→ YOUR INSTRUCTIONS
Look through the lines below and extract any with the word "fill".

BEGIN RECORDS TO PROCESS

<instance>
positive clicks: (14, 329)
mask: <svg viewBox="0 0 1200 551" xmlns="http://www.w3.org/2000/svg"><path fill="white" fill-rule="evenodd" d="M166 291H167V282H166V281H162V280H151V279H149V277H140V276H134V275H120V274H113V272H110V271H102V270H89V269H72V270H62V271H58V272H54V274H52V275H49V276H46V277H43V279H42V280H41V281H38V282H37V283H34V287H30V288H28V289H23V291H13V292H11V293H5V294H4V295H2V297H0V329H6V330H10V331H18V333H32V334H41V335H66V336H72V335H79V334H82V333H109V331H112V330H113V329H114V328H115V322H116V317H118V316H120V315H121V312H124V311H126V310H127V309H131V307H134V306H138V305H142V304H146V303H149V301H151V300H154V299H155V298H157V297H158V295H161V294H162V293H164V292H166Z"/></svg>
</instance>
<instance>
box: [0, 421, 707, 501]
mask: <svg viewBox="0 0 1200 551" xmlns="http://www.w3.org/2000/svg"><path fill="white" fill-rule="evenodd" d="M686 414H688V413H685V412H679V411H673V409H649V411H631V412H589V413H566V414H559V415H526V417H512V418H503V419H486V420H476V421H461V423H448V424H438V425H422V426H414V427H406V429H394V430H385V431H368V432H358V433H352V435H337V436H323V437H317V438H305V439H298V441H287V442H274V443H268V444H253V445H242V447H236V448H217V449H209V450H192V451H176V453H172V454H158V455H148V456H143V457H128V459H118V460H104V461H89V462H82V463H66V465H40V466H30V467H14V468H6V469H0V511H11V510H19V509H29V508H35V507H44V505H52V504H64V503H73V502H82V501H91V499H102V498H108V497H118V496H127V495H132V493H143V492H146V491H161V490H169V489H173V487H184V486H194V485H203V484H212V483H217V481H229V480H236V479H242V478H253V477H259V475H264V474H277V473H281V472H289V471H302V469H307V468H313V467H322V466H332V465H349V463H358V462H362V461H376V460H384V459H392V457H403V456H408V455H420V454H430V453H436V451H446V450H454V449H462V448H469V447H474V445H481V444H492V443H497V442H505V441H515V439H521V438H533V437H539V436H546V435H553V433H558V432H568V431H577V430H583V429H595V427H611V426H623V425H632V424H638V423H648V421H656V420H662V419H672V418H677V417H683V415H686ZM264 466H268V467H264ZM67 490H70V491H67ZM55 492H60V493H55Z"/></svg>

END RECORDS TO PROCESS

→ ANSWER SECTION
mask: <svg viewBox="0 0 1200 551" xmlns="http://www.w3.org/2000/svg"><path fill="white" fill-rule="evenodd" d="M166 291H167V282H166V281H162V280H151V279H149V277H140V276H134V275H120V274H113V272H110V271H102V270H89V269H72V270H62V271H58V272H54V274H52V275H49V276H46V277H43V279H42V280H41V281H38V282H37V283H34V287H30V288H28V289H23V291H13V292H11V293H5V294H4V295H2V297H0V329H6V330H10V331H18V333H32V334H41V335H66V336H72V335H79V334H82V333H109V331H112V330H113V329H114V328H115V322H116V317H118V316H120V315H121V312H124V311H126V310H127V309H131V307H134V306H138V305H142V304H146V303H149V301H151V300H154V299H155V298H157V297H158V295H161V294H162V293H164V292H166Z"/></svg>
mask: <svg viewBox="0 0 1200 551" xmlns="http://www.w3.org/2000/svg"><path fill="white" fill-rule="evenodd" d="M686 414H688V413H685V412H679V411H673V409H649V411H631V412H589V413H566V414H559V415H526V417H512V418H503V419H486V420H476V421H461V423H448V424H438V425H422V426H414V427H406V429H394V430H385V431H368V432H358V433H352V435H337V436H323V437H317V438H305V439H298V441H287V442H274V443H268V444H253V445H242V447H236V448H217V449H209V450H192V451H176V453H172V454H158V455H148V456H143V457H128V459H118V460H104V461H89V462H82V463H66V465H40V466H30V467H14V468H6V469H0V511H11V510H19V509H29V508H35V507H44V505H52V504H64V503H73V502H82V501H91V499H102V498H108V497H118V496H127V495H132V493H143V492H146V491H161V490H169V489H173V487H184V486H194V485H203V484H212V483H217V481H229V480H236V479H242V478H253V477H259V475H264V474H277V473H281V472H289V471H302V469H307V468H313V467H322V466H332V465H349V463H358V462H362V461H376V460H384V459H392V457H403V456H408V455H420V454H430V453H436V451H446V450H454V449H462V448H469V447H474V445H481V444H492V443H497V442H505V441H515V439H521V438H533V437H539V436H546V435H553V433H558V432H568V431H577V430H583V429H595V427H611V426H623V425H632V424H638V423H648V421H656V420H662V419H672V418H677V417H683V415H686ZM264 466H268V467H264ZM67 490H70V491H67ZM55 492H60V493H55Z"/></svg>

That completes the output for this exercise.